Faith-Based Education Reform: Common Core as Standards-and-Testing Redux

Let’s start with irony:

Compelling research suggests that the public in the U.S. is unique in its commitment to belief, often at the expense of evidence—leading me to identify the U.S. as a belief culture.

Additionally, while I remain convinced that the U.S. is a belief culture, I also argue that, below, the political cartoon posted at Truthout captures another important dynamic: Many committed to their own beliefs both do not recognize that they are committed to belief and belittle others for being committed to their beliefs:

By Clay Bennett, Washington Post Writers Group | Political Cartoon
By Clay Bennett, Washington Post Writers Group | Political Cartoon

And this brings me to advocacy for Common Core standards, with one additional point: Along with embracing belief over evidence, the public (along with political leadership) in the U.S. tends to lack historical context.

Placed in the century-plus commitment to pursuing new and supposedly higher standards for public schools, then, Common Core advocacy falls into only two possible characterizations:

  1. Common Core is a response to the historical failure of all the many standards movements that have come before, and thus, the success of CC depends on CC being somehow a different and better implementation of an accountability/standards/testing paradigm.
  2. CC advocacy is yet another example of finding oneself in a hole and persisting with digging despite evidence to the contrary. In other words, CC may well be yet another commitment to a reform paradigm that isn’t appropriate regardless of how it is implemented, as John Thompson details in his review of The Allure of Order:

Jal Mehta’s masterpiece, The Allure of Order, answers the question, “Why have American [school] reformers repeatedly invested such high hopes in these instruments of control despite their track record of mixed results?” He starts with the review of how the bloom fell off the NCLB rose, explaining why its results in the toughest schools have been “miserable.” In the highest poverty schools the predictable result has been “rampant teaching to the test” which has robbed children of the opportunity to be taught in an engaging manner.

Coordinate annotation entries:
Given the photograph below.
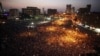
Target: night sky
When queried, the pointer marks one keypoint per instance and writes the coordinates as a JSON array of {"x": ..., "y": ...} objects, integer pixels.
[{"x": 57, "y": 4}]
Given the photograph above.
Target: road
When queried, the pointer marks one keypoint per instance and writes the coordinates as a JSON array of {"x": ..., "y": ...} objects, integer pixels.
[{"x": 57, "y": 38}]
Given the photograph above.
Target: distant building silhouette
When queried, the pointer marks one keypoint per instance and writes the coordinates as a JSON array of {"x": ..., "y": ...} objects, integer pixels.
[
  {"x": 85, "y": 10},
  {"x": 13, "y": 13},
  {"x": 70, "y": 9},
  {"x": 52, "y": 11},
  {"x": 31, "y": 11},
  {"x": 1, "y": 8}
]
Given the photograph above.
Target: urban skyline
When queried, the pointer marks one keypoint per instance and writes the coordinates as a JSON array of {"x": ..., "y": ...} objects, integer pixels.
[{"x": 57, "y": 4}]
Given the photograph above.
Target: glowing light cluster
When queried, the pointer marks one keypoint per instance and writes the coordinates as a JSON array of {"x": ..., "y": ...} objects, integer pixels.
[
  {"x": 66, "y": 36},
  {"x": 27, "y": 34}
]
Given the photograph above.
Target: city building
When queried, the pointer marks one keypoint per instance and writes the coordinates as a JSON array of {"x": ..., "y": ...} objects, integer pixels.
[
  {"x": 68, "y": 9},
  {"x": 1, "y": 8},
  {"x": 31, "y": 11},
  {"x": 73, "y": 9},
  {"x": 85, "y": 10},
  {"x": 13, "y": 14},
  {"x": 51, "y": 11}
]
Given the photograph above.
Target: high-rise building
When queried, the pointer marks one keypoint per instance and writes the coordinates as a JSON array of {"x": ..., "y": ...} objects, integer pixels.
[
  {"x": 85, "y": 10},
  {"x": 13, "y": 13},
  {"x": 68, "y": 8},
  {"x": 31, "y": 11},
  {"x": 88, "y": 7},
  {"x": 1, "y": 8},
  {"x": 73, "y": 9},
  {"x": 52, "y": 11}
]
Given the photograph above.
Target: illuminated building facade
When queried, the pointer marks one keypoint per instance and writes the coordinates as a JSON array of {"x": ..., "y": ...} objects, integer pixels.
[
  {"x": 52, "y": 11},
  {"x": 31, "y": 11},
  {"x": 1, "y": 8},
  {"x": 85, "y": 10},
  {"x": 70, "y": 9},
  {"x": 13, "y": 13}
]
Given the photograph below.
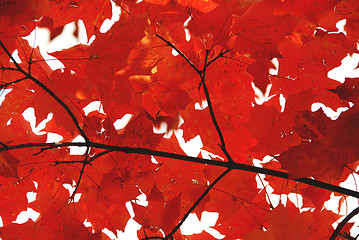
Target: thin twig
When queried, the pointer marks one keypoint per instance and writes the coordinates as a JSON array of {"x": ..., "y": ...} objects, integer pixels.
[
  {"x": 85, "y": 162},
  {"x": 343, "y": 223},
  {"x": 180, "y": 53},
  {"x": 51, "y": 93},
  {"x": 211, "y": 111},
  {"x": 174, "y": 230}
]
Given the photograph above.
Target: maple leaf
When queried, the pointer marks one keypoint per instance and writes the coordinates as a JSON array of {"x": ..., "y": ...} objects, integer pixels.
[
  {"x": 166, "y": 212},
  {"x": 164, "y": 62},
  {"x": 287, "y": 223}
]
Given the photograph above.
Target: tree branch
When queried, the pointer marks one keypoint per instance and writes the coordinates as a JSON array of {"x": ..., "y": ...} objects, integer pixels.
[
  {"x": 149, "y": 152},
  {"x": 48, "y": 90}
]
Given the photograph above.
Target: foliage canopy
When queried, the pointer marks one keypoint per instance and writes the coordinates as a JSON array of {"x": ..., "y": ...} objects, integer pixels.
[{"x": 158, "y": 62}]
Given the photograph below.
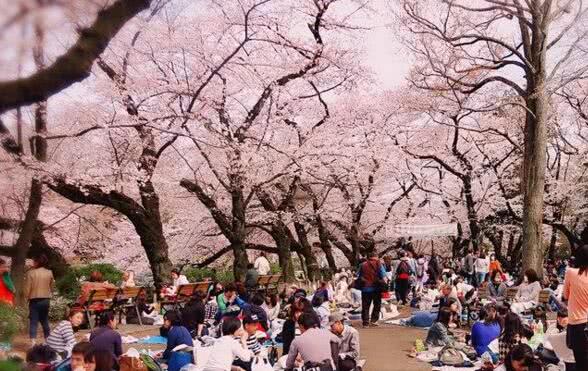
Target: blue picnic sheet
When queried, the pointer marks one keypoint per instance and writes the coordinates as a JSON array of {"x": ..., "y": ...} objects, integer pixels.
[{"x": 153, "y": 340}]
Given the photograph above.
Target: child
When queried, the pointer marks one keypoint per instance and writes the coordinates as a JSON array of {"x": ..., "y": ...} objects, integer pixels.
[
  {"x": 79, "y": 354},
  {"x": 226, "y": 348},
  {"x": 177, "y": 334}
]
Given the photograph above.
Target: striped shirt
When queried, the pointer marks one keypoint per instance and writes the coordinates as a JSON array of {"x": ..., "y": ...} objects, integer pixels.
[
  {"x": 61, "y": 338},
  {"x": 252, "y": 344}
]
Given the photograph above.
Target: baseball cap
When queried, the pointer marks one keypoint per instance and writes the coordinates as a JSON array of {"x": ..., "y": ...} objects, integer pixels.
[
  {"x": 249, "y": 319},
  {"x": 336, "y": 317}
]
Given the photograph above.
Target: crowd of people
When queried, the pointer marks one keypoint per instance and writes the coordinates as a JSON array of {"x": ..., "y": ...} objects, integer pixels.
[{"x": 465, "y": 306}]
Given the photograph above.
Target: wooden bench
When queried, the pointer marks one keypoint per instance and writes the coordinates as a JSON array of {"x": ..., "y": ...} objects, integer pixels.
[
  {"x": 99, "y": 301},
  {"x": 185, "y": 292},
  {"x": 127, "y": 298},
  {"x": 511, "y": 293},
  {"x": 544, "y": 296},
  {"x": 268, "y": 282},
  {"x": 483, "y": 293}
]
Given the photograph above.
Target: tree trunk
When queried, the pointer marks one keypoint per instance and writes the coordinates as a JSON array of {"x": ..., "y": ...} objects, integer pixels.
[
  {"x": 25, "y": 237},
  {"x": 312, "y": 267},
  {"x": 534, "y": 179},
  {"x": 283, "y": 244}
]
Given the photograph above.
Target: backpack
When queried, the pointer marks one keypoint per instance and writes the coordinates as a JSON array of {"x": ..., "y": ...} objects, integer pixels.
[
  {"x": 420, "y": 270},
  {"x": 403, "y": 267}
]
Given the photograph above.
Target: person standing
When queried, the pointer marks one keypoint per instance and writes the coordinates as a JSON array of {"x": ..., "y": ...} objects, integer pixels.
[
  {"x": 468, "y": 266},
  {"x": 576, "y": 293},
  {"x": 371, "y": 273},
  {"x": 482, "y": 265},
  {"x": 403, "y": 272},
  {"x": 262, "y": 265},
  {"x": 38, "y": 286},
  {"x": 6, "y": 285}
]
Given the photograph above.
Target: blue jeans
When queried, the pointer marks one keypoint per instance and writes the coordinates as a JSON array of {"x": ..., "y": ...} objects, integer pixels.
[
  {"x": 39, "y": 312},
  {"x": 480, "y": 278}
]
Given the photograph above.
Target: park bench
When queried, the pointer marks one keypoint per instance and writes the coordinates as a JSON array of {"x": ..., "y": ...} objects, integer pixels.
[
  {"x": 544, "y": 296},
  {"x": 511, "y": 293},
  {"x": 99, "y": 300},
  {"x": 127, "y": 299},
  {"x": 483, "y": 293},
  {"x": 268, "y": 283},
  {"x": 184, "y": 293}
]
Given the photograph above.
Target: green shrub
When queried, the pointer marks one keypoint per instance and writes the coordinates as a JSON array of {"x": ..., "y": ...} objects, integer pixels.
[
  {"x": 11, "y": 322},
  {"x": 58, "y": 308},
  {"x": 194, "y": 274},
  {"x": 68, "y": 285}
]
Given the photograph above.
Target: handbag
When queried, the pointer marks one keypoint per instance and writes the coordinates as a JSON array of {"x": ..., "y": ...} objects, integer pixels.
[
  {"x": 261, "y": 364},
  {"x": 449, "y": 356},
  {"x": 127, "y": 363}
]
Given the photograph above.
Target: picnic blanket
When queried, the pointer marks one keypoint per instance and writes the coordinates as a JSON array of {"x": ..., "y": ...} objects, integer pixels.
[{"x": 153, "y": 340}]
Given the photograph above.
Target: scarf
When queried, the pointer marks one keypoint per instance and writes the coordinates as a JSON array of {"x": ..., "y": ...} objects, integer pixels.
[{"x": 8, "y": 282}]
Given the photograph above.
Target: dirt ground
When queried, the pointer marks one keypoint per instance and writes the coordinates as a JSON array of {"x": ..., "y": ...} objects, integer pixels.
[{"x": 385, "y": 348}]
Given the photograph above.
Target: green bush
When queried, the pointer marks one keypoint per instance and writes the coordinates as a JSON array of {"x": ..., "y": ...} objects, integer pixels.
[
  {"x": 68, "y": 285},
  {"x": 198, "y": 274},
  {"x": 11, "y": 322}
]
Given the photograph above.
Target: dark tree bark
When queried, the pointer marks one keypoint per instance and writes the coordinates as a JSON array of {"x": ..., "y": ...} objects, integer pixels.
[
  {"x": 39, "y": 245},
  {"x": 76, "y": 64},
  {"x": 145, "y": 218}
]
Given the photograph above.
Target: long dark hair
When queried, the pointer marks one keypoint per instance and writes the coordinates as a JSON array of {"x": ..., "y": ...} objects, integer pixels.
[
  {"x": 513, "y": 326},
  {"x": 581, "y": 255},
  {"x": 444, "y": 316},
  {"x": 105, "y": 318},
  {"x": 522, "y": 353}
]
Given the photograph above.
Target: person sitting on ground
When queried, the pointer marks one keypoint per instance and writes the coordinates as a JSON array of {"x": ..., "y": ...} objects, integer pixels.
[
  {"x": 495, "y": 265},
  {"x": 348, "y": 342},
  {"x": 128, "y": 279},
  {"x": 272, "y": 306},
  {"x": 497, "y": 288},
  {"x": 486, "y": 330},
  {"x": 176, "y": 335},
  {"x": 322, "y": 291},
  {"x": 300, "y": 306},
  {"x": 79, "y": 354},
  {"x": 255, "y": 308},
  {"x": 439, "y": 335},
  {"x": 528, "y": 294},
  {"x": 262, "y": 265},
  {"x": 228, "y": 298},
  {"x": 178, "y": 280},
  {"x": 61, "y": 338},
  {"x": 146, "y": 312},
  {"x": 449, "y": 292},
  {"x": 193, "y": 314},
  {"x": 250, "y": 325},
  {"x": 322, "y": 310},
  {"x": 513, "y": 333},
  {"x": 251, "y": 277},
  {"x": 555, "y": 340},
  {"x": 100, "y": 360},
  {"x": 40, "y": 357},
  {"x": 520, "y": 358},
  {"x": 226, "y": 349},
  {"x": 314, "y": 345},
  {"x": 105, "y": 337},
  {"x": 95, "y": 282}
]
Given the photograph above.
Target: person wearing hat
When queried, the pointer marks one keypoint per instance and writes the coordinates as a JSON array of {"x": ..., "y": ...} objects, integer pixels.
[
  {"x": 251, "y": 326},
  {"x": 348, "y": 342}
]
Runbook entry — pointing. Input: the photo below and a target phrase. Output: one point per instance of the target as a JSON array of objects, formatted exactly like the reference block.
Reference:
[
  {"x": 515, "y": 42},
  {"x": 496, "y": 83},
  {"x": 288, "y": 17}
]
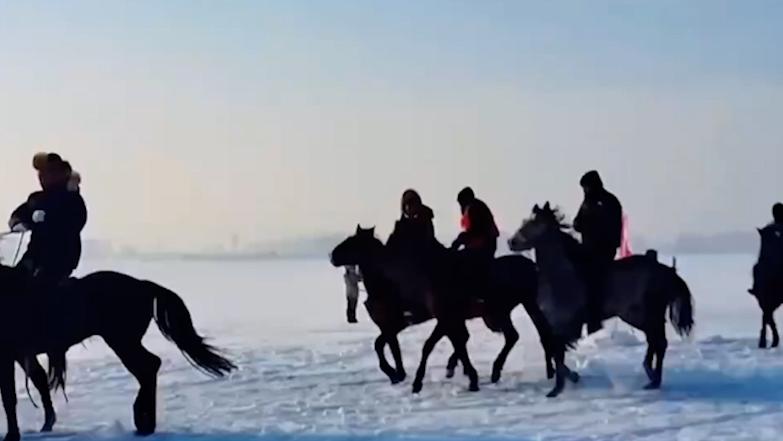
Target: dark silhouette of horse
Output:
[
  {"x": 768, "y": 281},
  {"x": 436, "y": 295},
  {"x": 638, "y": 290},
  {"x": 111, "y": 305}
]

▶ _Task list_:
• 1. According to the Common Core essay, what has been the predictable result in the highest poverty schools?
• 2. Please output the passage of the Common Core essay starting with "And this brings" and going on through "an accountability/standards/testing paradigm.".
• 3. Carry the Common Core essay forward from the point where it stops.

▶ _Exercise responses_:
• 1. Rampant teaching to the test.

• 2.
And this brings me to advocacy for Common Core standards, with one additional point: Along with embracing belief over evidence, the public (along with political leadership) in the U.S. tends to lack historical context.

Placed in the century-plus commitment to pursuing new and supposedly higher standards for public schools, then, Common Core advocacy falls into only two possible characterizations:

  1. Common Core is a response to the historical failure of all the many standards movements that have come before, and thus, the success of CC depends on CC being somehow a different and better implementation of an accountability/standards/testing paradigm.

• 3.
Mehta explains that this “outcome might have been surprising if it were the first time policymakers tried to use standards, tests, and accountability to remake schooling from above.” The contemporary test-driven reform movement is the third time that reformers have used the “alluring but ultimately failing brew” of top down accountability to “rationalize” schools and, again, they failed [emphasis added].

These two claims are themselves evidence-based (and it will be interesting to watch as others respond, as they have to my previous work on CC, by either ignoring evidence or garbling evidence to support what proves to be faith-based commitments to CC), and thus should provide a foundation upon which to continue the debate about CC.

CC advocacy and criticism are often based on false narratives and baseless claims (see Anthony Cody for one example of this problem and Ken Libby‘s [@kenmlibby] cataloguing on Twitter #corespiracy)—again reinforcing the pervasive and corrosive consequences of faith-based, but not evidence-based debates.

Instead, we should start with an evidence-based recognition about standards-driven education reform.

For example, the existence and/or quality of standards are not positively correlated with NAEP or international benchmark test data—leading Mathis (2012) to conclude about CC: “As the absence or presence of rigorous or national standards says nothing about equity, educational quality, or the provision of adequate educational services, there is no reason to expect CCSS or any other standards initiative to be an effective educational reform by itself [emphasis in original]” (p. 2 of 5).

Therefore, CC advocacy has some principles within which it should continue if that advocacy is to be credible and thus effective:

  • Claims that CC advocacy is separate (and can be separated) from high-stakes testing must show evidence of when standards have been implemented without high-stakes tests (and how that was effective) or evidence of some state implementing CC without high-stakes tests connected. Otherwise, this is a faith-based claim.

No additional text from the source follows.